- **Page excerpt**

So, Biden’s approval ratings have dropped a lot.
This is because he left Afghanistan and the military, intelligence, and foreign affairs (the blob) establishments don’t want to. The withdrawal has actually gone well, with hardly any casualties, and while there are some exceptions, overall the Taliban is letting people leave who want to leave, which is in their interest, anyway, something clueless fools seem unable to fathom.
So Biden’s been hit non-stop with bogus media about this withdrawal, which is one of the only good things he did. The US war in Afghanistan was a matter of murder-robots and murder squads making night-time hits. Civilian casualties were sky high, the “army” they created was full of pedophilia (look it up, and be ready to feel sick), and the government was corrupt as hell.
Ironically, Biden has been mostly a bad President in other ways, for which he has not been attacked en masse by the media. Covid has been handled badly. His promise to support breaking Covid mRNA patents is a dead letter because he hasn’t made it a priority when dealing with holdouts like Germany. (He could easily have traded that with Germany in exchange for dropping US opposition to the Russian pipeline to Europe Nordstream, but gave them that for nothing.)
The CDC’s advice and rule-making has continued to be haphazard at best, and Biden has been a cheerleader for sending children back to school, which is going to be an absolute disaster. It’s safe to say that Biden’s handling of Covid has been as lackluster as Trump’s, but it’s actually going to kill more people overall due to Delta and him being around for longer.

- **Set of tasks**
[a] Translate this sentence from the Biden commentary into Spanish: "So, Biden’s approval ratings have dropped a lot."
[b] List the establishments that the Biden commentary groups together as "the blob."
[c] Write the next part of the Biden commentary, picking up after its final sentence.
The records come from a different source than the Biden commentary.

- **Supplied information**
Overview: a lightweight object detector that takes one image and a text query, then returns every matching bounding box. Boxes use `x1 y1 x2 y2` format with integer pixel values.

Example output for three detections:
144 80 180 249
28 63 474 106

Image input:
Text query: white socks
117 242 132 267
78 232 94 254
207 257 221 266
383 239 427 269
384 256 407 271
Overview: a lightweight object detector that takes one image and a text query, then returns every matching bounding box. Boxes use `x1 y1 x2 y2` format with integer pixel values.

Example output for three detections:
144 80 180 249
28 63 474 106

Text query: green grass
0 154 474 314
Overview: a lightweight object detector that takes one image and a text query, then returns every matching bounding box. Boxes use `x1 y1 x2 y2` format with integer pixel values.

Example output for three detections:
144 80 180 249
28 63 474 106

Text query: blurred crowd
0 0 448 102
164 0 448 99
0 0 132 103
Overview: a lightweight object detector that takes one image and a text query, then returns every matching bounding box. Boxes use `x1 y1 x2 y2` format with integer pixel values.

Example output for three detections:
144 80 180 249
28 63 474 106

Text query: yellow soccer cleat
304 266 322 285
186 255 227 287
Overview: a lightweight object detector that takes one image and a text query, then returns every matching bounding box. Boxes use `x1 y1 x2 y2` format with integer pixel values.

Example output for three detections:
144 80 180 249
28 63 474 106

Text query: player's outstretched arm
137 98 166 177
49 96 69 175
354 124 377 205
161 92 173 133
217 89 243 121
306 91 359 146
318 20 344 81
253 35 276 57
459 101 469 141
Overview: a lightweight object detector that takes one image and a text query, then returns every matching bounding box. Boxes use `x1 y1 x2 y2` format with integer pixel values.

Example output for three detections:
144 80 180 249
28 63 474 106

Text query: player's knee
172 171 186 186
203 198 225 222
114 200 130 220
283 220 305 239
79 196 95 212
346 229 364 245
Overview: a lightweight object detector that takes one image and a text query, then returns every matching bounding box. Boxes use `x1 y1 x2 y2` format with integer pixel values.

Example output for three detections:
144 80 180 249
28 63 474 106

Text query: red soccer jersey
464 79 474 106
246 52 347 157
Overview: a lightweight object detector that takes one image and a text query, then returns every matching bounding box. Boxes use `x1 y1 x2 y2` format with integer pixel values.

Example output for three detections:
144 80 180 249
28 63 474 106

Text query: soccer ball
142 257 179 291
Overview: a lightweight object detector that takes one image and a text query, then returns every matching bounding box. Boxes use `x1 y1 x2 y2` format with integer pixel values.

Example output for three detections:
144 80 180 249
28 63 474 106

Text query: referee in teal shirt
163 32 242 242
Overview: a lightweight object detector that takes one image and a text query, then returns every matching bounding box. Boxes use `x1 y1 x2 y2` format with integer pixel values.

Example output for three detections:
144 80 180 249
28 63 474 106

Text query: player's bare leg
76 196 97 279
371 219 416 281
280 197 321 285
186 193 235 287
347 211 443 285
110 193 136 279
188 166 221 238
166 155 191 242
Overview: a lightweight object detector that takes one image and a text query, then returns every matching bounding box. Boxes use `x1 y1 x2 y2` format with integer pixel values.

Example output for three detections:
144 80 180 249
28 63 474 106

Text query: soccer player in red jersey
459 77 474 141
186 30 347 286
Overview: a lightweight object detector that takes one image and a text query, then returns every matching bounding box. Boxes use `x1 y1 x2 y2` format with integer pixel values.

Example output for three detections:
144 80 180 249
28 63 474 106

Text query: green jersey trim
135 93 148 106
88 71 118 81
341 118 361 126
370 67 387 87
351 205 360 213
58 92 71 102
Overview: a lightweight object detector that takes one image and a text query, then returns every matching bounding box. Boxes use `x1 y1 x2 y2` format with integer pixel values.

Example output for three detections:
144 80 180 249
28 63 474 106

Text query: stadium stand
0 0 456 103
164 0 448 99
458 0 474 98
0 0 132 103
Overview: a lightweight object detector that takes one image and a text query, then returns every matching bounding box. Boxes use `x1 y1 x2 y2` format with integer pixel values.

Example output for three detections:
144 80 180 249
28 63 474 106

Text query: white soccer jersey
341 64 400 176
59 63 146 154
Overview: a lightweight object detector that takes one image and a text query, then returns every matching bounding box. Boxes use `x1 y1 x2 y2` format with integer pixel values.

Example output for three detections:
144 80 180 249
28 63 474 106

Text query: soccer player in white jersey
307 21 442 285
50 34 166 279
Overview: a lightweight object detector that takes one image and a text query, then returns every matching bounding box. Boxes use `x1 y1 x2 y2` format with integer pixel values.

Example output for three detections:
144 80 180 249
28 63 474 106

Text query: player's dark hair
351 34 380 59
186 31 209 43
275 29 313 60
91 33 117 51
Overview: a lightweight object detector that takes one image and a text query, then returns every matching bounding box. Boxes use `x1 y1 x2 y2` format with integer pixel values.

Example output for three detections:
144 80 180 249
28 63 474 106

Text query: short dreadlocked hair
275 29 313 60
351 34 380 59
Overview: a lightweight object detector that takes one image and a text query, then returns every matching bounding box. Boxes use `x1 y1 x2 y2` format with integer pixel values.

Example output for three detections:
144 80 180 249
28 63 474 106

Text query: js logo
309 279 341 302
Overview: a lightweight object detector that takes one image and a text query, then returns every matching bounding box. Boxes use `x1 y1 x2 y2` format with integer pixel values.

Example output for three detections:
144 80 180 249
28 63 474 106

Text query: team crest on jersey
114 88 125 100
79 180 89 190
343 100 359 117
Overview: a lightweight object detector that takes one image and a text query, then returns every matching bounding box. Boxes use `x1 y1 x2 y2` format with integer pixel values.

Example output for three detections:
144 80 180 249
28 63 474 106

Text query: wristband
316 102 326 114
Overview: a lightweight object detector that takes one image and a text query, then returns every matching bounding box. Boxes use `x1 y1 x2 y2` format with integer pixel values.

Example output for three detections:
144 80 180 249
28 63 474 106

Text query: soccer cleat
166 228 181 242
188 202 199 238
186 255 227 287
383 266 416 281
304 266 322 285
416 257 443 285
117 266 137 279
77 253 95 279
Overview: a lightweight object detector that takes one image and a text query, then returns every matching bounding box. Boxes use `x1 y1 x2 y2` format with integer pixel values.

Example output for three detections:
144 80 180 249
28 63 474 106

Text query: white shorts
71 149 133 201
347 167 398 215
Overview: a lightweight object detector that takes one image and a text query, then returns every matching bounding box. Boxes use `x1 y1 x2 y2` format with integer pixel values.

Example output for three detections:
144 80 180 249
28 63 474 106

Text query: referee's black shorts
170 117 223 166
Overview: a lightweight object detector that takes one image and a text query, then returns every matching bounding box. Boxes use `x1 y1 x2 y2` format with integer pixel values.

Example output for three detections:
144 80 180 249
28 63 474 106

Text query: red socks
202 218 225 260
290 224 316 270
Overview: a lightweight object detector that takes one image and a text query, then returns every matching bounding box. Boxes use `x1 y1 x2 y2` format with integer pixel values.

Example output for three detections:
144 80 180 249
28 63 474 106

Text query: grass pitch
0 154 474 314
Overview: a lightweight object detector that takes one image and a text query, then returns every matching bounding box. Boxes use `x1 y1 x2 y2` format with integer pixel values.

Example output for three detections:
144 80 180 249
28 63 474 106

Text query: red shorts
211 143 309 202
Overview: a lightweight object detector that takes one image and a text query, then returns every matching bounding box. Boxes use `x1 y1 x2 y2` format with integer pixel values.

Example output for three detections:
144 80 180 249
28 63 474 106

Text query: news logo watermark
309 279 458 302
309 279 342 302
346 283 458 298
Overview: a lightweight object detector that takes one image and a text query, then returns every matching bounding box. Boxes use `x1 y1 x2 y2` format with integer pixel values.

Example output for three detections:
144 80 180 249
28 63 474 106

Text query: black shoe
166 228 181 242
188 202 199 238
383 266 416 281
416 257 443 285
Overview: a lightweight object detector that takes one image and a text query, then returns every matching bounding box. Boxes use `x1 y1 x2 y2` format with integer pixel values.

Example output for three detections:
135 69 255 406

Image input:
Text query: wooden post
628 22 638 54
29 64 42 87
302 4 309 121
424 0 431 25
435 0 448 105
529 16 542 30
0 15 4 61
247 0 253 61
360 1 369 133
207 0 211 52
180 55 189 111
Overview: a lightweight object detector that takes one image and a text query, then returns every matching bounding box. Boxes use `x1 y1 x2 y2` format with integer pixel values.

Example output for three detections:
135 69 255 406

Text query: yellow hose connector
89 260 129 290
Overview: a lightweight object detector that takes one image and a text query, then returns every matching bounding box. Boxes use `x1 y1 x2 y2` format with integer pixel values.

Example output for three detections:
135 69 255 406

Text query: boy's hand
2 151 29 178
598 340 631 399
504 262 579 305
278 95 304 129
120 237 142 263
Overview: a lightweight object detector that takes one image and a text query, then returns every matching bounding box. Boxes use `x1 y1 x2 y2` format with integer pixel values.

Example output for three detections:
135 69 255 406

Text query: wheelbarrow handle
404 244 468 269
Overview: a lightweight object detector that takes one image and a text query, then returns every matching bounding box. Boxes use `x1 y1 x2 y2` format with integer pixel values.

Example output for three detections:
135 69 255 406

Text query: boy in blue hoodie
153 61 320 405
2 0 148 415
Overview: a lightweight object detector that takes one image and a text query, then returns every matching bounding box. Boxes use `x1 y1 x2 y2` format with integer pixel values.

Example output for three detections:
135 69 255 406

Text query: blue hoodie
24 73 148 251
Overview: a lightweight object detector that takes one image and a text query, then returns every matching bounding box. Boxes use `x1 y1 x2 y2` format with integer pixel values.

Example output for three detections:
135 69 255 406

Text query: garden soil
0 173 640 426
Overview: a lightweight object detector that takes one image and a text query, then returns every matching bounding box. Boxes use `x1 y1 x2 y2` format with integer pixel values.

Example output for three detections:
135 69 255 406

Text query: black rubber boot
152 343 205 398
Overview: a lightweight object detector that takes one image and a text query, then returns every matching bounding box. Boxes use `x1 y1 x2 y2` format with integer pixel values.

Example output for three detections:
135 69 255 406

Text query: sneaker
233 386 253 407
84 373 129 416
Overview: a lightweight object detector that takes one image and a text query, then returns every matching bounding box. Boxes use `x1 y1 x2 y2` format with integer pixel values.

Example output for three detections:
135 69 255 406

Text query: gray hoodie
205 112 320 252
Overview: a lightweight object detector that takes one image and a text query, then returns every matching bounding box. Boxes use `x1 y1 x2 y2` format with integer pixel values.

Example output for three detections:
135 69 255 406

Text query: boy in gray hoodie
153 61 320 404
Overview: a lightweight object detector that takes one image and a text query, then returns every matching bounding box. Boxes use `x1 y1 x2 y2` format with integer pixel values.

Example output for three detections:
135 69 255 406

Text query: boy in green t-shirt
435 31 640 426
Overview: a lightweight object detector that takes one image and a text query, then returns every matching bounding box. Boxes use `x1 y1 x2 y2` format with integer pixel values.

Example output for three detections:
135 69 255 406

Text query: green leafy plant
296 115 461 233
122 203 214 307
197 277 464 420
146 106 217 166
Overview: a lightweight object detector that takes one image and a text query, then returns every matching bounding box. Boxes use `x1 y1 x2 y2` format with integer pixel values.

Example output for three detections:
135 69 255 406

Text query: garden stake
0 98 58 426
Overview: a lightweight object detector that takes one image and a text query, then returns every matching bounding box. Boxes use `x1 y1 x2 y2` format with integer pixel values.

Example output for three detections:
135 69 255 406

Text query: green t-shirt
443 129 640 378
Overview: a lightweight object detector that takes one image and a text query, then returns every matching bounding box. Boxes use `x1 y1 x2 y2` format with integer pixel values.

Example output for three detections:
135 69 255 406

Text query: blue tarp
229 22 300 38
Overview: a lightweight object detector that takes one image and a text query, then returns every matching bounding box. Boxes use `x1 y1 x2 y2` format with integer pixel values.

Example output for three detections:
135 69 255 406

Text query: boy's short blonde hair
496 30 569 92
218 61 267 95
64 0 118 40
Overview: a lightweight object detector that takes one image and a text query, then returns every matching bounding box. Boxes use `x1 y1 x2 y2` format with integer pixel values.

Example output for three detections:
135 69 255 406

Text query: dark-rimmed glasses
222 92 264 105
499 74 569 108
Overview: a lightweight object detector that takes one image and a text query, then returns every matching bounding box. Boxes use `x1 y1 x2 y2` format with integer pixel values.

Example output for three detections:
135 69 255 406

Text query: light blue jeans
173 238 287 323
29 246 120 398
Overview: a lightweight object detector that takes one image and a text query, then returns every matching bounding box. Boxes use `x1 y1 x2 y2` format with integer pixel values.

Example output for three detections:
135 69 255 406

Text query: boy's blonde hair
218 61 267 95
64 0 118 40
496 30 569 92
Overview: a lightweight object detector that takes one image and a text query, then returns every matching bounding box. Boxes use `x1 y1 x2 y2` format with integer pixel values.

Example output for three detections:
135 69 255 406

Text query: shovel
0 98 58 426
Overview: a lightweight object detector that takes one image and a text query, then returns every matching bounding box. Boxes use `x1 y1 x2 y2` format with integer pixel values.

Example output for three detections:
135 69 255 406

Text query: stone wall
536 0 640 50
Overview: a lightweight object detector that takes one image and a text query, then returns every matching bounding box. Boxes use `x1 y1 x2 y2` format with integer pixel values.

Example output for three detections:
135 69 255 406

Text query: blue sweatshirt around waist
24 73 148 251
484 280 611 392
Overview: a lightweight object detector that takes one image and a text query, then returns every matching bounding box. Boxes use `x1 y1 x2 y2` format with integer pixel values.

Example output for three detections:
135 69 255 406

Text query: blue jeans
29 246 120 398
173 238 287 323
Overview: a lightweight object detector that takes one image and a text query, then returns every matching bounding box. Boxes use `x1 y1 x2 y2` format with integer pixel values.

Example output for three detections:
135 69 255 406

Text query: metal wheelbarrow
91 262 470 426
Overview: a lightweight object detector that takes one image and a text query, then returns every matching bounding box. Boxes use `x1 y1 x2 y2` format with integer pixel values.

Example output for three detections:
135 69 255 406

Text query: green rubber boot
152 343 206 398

- **Response list**
[a] Entonces, los índices de aprobación de Biden han bajado mucho.

[b]
- Military
- Intelligence
- Foreign affairs

[c]
Conveniently, as with Trump, no real effort is being made to accurately count Covid deaths, and the real death toll will be determined post-facto through population studies.
Economically, he has gotten little through the Senate and been unwilling to use his executive power for much. As would be expected from the man who made sure students couldn’t discharge loans in bankruptcy, he has relieved hardly any student debt. He’s constantly authorizing new oil and gas drilling, so it’s hard to take him seriously on climate change, despite some lovely rhetoric.
The economy was bouncing back from Covid (thus my prediction of a boom a few months ago, which was right for a brief period — but not as long as I expected), but last months’ numbers were anemic. The end of moratorium restrictions, the draw-down of support payments and the surge of Covid which is going to get worse, not better, means the US economy is about to take a new hit. People who have no choice will work where they must, but people who do have a choice, won’t, and those are the people with money to spend.
Overall, Biden’s done one good big thing, for which he has been slammed, and otherwise been a status-quo-don’t-do-much-fiddling sort of guy. There’s still hope some good things will happen, as with the move to break up Facebook (though the judge is clearly hostile), but overall, Biden’s about what he seemed likely to be.
A pity. As with Obama, he came into office in the middle of a crisis, and could have used that crisis to be a good President — even without control of the Senate. He’d rather not be, though, and that’s understandable. Biden’s one of the most important architects of the neoliberal world we live in, and while he’s a better man than Obama (no great feat), to expect him to dismantle key spars of it was always too much.
The real election was the primary, and Obama, Clyburn, and Warren made sure Biden won that, and the one politician who would have sincerely tried to change things, Sanders, did not become President.
The consequences for that will reverberate through the next 40 years or so. Along with the all-out push to defeat Corbyn, no matter what it took, Sanders was the last chance to mitigate climate change and inequality.
As for Biden, he seems likely to go down as a caretaker president at best.